Data shown:
□ □ □ □ □ □ □
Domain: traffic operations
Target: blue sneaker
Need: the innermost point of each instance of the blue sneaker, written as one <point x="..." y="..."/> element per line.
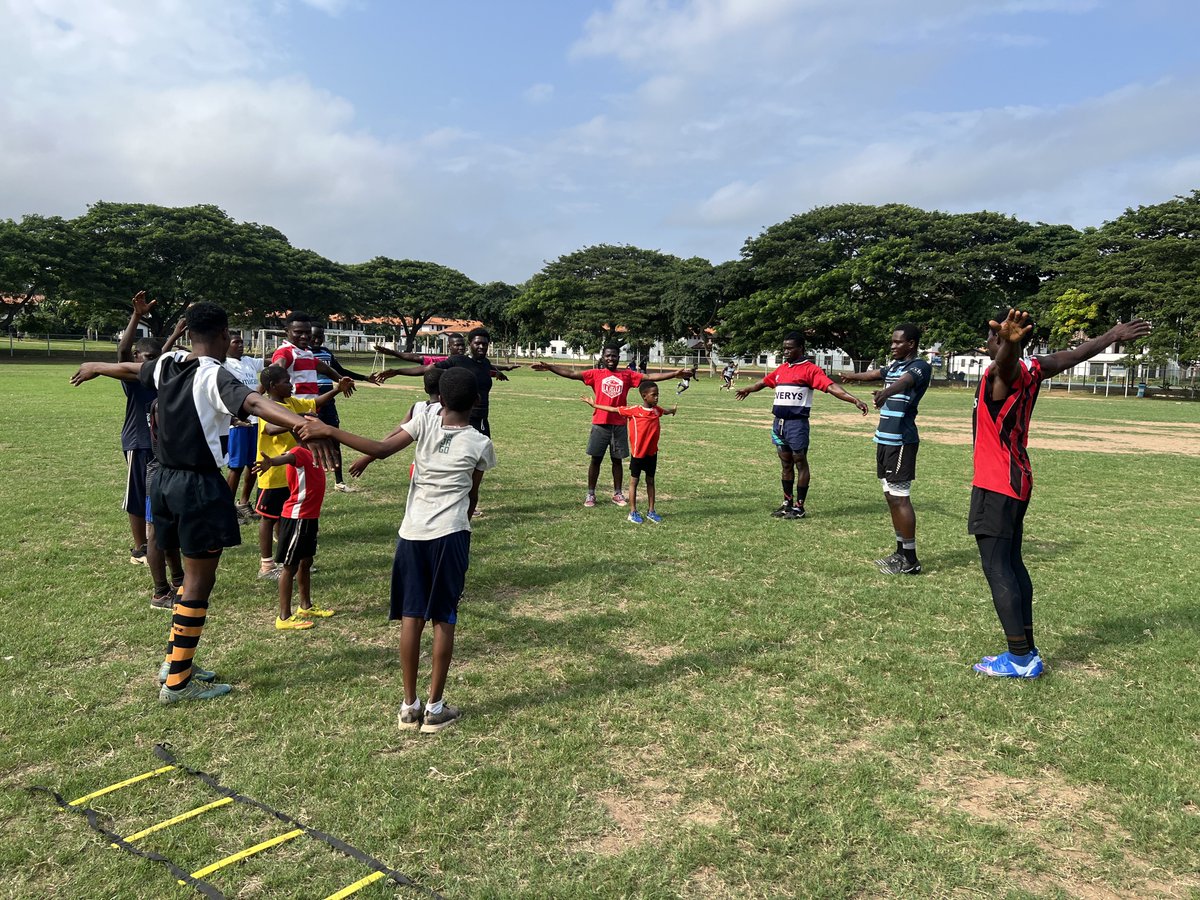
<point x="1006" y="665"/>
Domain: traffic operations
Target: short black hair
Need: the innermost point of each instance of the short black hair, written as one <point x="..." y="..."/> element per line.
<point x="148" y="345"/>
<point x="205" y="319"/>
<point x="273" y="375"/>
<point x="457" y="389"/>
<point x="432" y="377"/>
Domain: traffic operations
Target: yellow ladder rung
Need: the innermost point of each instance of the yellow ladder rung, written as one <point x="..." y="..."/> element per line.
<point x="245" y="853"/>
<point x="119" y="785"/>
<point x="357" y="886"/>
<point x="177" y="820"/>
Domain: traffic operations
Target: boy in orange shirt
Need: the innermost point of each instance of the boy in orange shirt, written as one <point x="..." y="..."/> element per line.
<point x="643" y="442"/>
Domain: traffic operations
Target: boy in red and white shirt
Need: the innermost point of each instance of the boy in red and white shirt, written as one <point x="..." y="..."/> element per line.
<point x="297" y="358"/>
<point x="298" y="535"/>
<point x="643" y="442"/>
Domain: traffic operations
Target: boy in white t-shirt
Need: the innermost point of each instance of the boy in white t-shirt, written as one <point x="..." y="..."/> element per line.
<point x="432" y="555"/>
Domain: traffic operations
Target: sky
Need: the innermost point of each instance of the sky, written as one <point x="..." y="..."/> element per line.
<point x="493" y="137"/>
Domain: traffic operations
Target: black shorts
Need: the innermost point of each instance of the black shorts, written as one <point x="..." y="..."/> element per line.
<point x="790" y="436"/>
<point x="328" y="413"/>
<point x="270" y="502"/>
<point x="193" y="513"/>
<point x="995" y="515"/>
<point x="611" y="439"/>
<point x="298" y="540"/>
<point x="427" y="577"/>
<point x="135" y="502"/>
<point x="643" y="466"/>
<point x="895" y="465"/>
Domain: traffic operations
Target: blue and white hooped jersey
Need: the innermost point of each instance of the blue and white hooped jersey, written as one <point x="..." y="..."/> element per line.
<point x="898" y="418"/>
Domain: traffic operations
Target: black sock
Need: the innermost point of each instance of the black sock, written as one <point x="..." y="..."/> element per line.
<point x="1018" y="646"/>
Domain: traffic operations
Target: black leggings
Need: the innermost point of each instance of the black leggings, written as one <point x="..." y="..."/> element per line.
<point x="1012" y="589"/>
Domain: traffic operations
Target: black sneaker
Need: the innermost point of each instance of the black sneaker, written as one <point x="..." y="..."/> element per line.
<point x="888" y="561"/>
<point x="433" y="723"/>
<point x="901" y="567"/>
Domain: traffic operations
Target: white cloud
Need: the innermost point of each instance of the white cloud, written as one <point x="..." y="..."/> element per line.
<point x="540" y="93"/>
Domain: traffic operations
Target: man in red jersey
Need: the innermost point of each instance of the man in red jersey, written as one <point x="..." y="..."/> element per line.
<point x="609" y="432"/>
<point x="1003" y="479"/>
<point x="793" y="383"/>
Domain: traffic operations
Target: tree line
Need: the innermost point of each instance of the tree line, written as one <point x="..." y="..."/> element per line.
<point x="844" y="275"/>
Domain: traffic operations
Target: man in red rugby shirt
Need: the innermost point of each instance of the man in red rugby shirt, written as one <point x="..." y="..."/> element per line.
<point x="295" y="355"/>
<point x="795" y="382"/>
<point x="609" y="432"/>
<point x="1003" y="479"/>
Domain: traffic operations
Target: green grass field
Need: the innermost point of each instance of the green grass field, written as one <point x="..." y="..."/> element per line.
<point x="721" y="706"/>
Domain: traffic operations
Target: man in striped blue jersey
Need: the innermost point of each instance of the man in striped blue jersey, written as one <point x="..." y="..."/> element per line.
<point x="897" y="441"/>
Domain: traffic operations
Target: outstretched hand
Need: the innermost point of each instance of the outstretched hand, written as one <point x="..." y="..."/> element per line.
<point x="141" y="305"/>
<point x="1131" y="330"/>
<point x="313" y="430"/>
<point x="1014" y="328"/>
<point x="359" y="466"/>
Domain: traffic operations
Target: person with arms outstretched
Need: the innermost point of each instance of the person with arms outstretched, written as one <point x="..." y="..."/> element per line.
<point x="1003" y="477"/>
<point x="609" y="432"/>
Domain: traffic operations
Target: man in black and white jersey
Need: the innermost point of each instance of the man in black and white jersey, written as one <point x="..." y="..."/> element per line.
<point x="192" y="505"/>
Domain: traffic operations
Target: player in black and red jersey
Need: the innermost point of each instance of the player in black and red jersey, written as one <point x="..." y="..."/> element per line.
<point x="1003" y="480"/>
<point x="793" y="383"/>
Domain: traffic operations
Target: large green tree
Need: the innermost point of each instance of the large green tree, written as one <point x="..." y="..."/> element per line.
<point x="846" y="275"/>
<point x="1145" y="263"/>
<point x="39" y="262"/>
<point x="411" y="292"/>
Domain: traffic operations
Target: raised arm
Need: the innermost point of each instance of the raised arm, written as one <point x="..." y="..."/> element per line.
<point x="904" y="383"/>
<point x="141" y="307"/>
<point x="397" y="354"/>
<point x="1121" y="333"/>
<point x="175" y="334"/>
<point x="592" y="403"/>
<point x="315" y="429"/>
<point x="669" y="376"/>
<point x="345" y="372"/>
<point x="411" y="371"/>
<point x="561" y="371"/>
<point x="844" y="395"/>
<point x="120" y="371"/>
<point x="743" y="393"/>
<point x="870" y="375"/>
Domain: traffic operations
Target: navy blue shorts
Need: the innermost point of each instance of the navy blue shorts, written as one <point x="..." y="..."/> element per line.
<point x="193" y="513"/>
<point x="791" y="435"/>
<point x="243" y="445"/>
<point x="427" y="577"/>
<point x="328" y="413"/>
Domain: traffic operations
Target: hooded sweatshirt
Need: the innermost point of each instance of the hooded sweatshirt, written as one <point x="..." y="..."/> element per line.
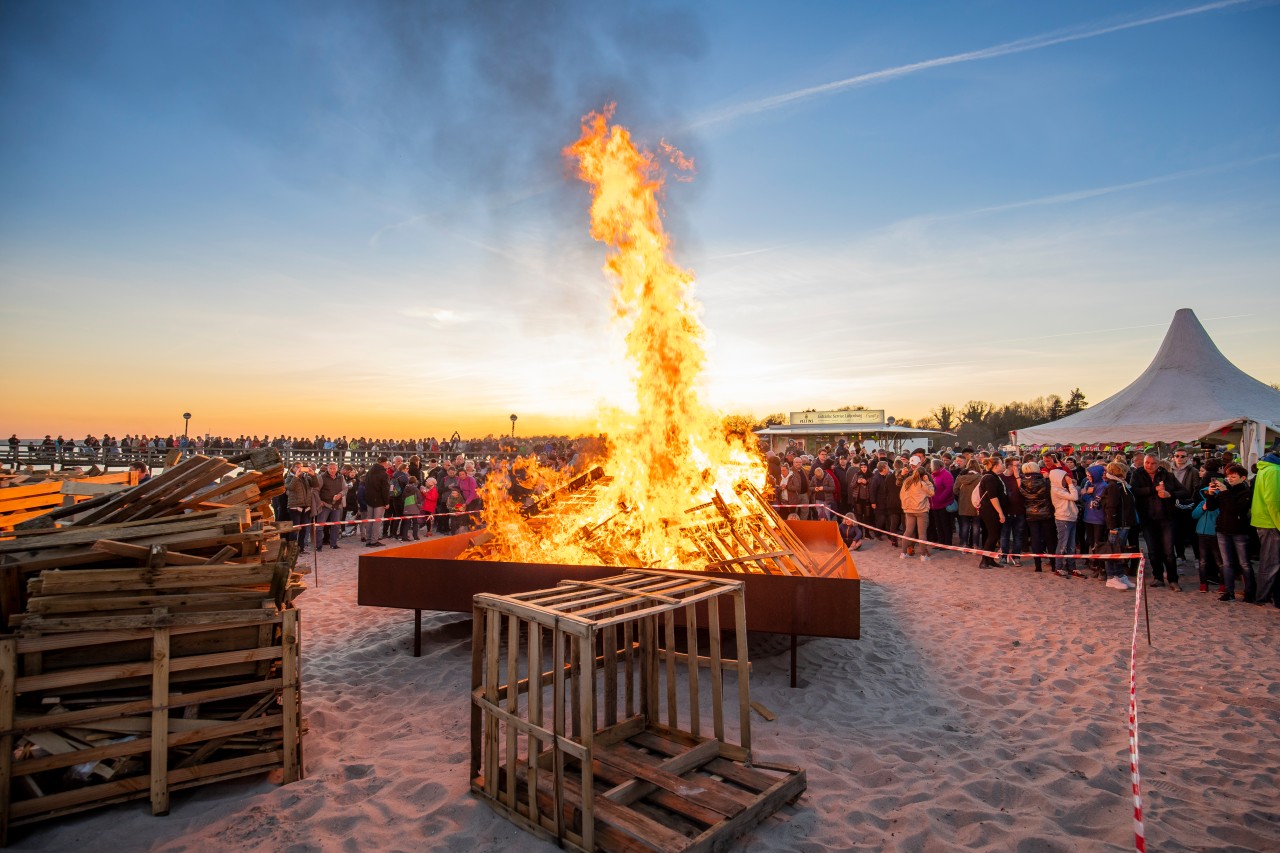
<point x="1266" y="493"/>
□ □ □ □ □ □ □
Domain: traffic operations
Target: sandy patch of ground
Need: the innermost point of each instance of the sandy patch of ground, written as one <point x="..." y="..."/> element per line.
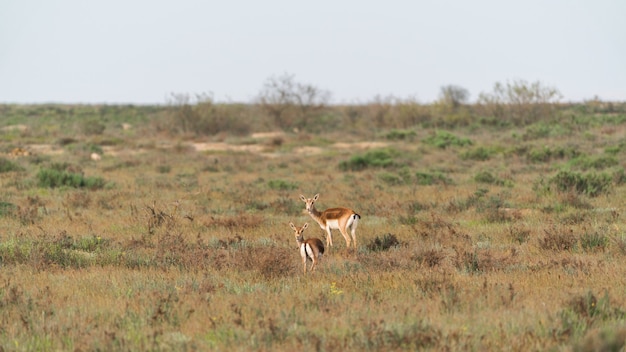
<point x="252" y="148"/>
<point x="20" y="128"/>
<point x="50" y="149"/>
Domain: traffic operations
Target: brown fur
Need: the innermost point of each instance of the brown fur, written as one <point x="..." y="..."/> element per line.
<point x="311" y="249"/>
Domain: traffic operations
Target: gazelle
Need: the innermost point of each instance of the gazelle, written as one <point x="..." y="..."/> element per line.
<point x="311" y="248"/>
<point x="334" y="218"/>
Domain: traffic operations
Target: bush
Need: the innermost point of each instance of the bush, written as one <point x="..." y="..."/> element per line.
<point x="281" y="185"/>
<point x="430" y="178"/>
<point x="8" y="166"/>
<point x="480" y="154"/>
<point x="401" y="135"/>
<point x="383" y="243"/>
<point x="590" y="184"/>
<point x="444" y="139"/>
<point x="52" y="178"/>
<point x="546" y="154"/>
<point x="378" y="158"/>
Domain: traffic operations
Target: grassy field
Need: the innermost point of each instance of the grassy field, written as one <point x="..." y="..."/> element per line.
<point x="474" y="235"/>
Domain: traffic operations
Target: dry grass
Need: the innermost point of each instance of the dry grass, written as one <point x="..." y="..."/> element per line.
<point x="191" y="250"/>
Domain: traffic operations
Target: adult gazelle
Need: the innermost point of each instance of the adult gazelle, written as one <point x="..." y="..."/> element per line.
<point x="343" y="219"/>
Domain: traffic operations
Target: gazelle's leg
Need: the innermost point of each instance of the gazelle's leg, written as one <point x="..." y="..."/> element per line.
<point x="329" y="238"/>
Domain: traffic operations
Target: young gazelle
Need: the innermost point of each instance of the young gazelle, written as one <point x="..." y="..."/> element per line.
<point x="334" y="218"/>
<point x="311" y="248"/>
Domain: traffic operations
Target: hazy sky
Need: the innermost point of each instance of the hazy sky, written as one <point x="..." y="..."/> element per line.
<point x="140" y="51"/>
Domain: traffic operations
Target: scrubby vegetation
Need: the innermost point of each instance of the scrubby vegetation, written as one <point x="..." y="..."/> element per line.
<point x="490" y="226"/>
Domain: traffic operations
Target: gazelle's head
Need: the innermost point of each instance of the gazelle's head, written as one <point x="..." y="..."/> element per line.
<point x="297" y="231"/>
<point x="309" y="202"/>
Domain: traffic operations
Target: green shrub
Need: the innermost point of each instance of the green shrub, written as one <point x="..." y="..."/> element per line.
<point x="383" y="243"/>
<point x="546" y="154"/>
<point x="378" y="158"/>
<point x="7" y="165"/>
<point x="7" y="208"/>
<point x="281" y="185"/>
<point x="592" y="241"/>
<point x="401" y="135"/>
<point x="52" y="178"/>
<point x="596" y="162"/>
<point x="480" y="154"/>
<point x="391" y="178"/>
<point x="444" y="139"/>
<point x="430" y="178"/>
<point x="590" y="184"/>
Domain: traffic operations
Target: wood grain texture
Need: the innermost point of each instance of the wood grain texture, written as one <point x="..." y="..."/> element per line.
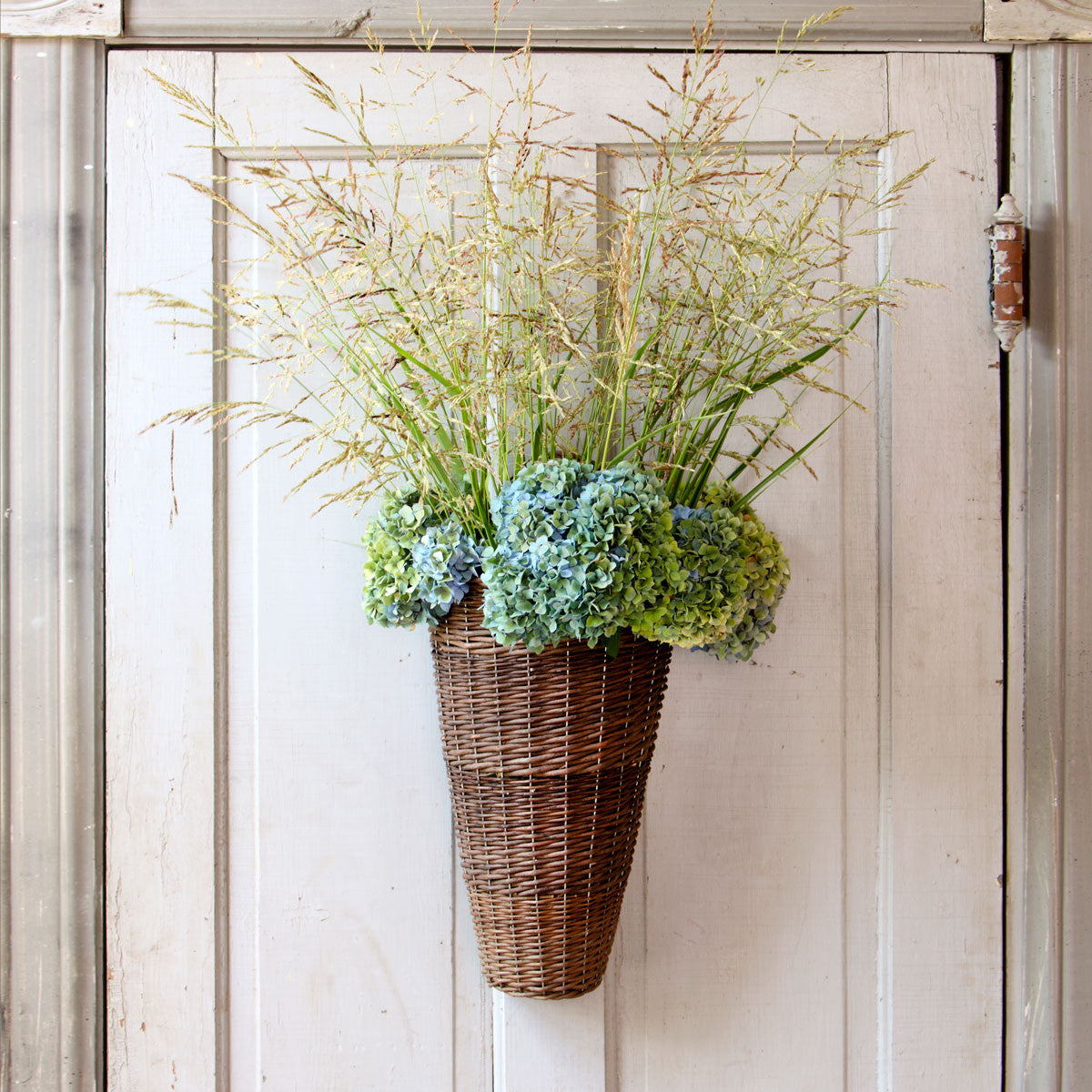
□ □ □ □ □ □ □
Assignment: Here the job is to set down exactly the lines of the material above that fall between the one with "Need: the innermost point of each instance of the outstretched" and the one with "Target: player in black and red jersey", inclusive, and nothing beyond them.

Answer area:
Need: the innermost point of each instance of the outstretched hand, written as one <point x="..." y="..."/> element per line.
<point x="141" y="305"/>
<point x="1131" y="330"/>
<point x="313" y="430"/>
<point x="1014" y="328"/>
<point x="359" y="466"/>
Domain: traffic operations
Target: person with arms outstretched
Need: the innermost point of each instance of the person with arms outstretched, written as one <point x="..." y="..."/> element per line.
<point x="1003" y="477"/>
<point x="609" y="432"/>
Domain: traffic operations
Target: man in black and white jersey
Need: the innermost point of each instance of the man in black and white jersey, written as one <point x="..." y="..."/> element per line.
<point x="192" y="505"/>
Domain: traffic operations
Target: player in black and red jersey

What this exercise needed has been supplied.